Return only those lines of the records below in which "trunk" appears.
--- Information provided Enclosed Below ---
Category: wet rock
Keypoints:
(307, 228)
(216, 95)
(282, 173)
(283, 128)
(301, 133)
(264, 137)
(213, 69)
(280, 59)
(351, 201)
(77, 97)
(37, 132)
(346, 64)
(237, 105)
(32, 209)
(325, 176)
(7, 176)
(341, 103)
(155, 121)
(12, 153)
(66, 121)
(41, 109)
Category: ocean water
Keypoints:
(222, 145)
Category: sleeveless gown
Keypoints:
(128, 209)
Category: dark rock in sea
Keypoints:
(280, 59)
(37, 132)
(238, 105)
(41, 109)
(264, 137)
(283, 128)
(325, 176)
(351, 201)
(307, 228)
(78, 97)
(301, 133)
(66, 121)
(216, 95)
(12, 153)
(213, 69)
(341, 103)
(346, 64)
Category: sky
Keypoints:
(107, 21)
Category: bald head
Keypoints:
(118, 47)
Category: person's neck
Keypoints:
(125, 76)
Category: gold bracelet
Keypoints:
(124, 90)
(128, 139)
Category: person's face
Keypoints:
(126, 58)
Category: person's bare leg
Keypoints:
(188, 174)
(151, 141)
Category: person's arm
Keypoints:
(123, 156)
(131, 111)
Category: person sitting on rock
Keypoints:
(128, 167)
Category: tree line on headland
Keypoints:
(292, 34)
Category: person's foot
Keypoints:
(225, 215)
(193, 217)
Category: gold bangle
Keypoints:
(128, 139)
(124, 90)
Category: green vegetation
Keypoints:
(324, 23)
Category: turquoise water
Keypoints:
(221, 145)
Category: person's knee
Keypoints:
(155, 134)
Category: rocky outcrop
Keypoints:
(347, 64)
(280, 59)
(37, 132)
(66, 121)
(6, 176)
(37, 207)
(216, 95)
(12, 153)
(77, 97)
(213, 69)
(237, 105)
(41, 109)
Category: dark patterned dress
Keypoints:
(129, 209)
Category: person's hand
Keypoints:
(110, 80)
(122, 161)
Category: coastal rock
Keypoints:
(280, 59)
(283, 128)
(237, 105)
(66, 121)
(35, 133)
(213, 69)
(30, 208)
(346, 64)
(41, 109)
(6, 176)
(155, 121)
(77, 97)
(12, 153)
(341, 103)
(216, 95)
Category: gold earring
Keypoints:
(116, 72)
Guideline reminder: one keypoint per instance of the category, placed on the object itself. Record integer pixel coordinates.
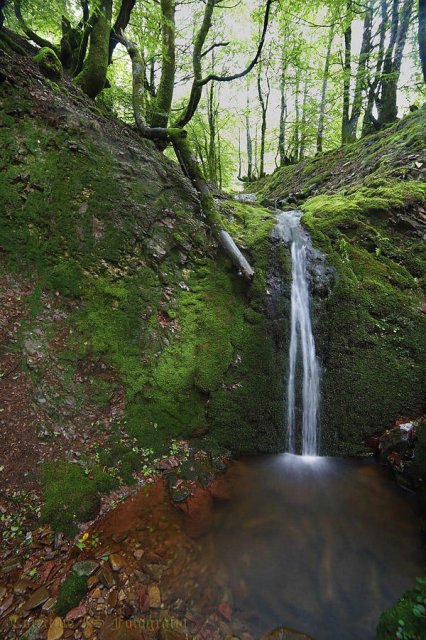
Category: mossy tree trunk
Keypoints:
(422, 36)
(320, 131)
(92, 77)
(163, 100)
(178, 138)
(347, 76)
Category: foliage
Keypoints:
(71, 494)
(406, 620)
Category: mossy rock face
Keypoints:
(72, 591)
(70, 495)
(112, 226)
(370, 334)
(49, 64)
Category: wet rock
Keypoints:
(225, 610)
(92, 581)
(22, 586)
(35, 631)
(198, 509)
(10, 565)
(172, 634)
(6, 604)
(85, 567)
(56, 630)
(116, 629)
(155, 571)
(106, 576)
(39, 597)
(117, 562)
(285, 633)
(76, 613)
(49, 605)
(119, 537)
(397, 440)
(154, 596)
(88, 631)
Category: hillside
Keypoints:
(123, 325)
(365, 208)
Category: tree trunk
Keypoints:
(388, 109)
(249, 141)
(283, 115)
(369, 122)
(92, 77)
(347, 76)
(186, 158)
(264, 103)
(422, 36)
(303, 123)
(163, 101)
(360, 79)
(320, 131)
--- End of Enclosed Information provided ---
> _Task solution_:
Category: mossy tree trunk
Category: tree trunk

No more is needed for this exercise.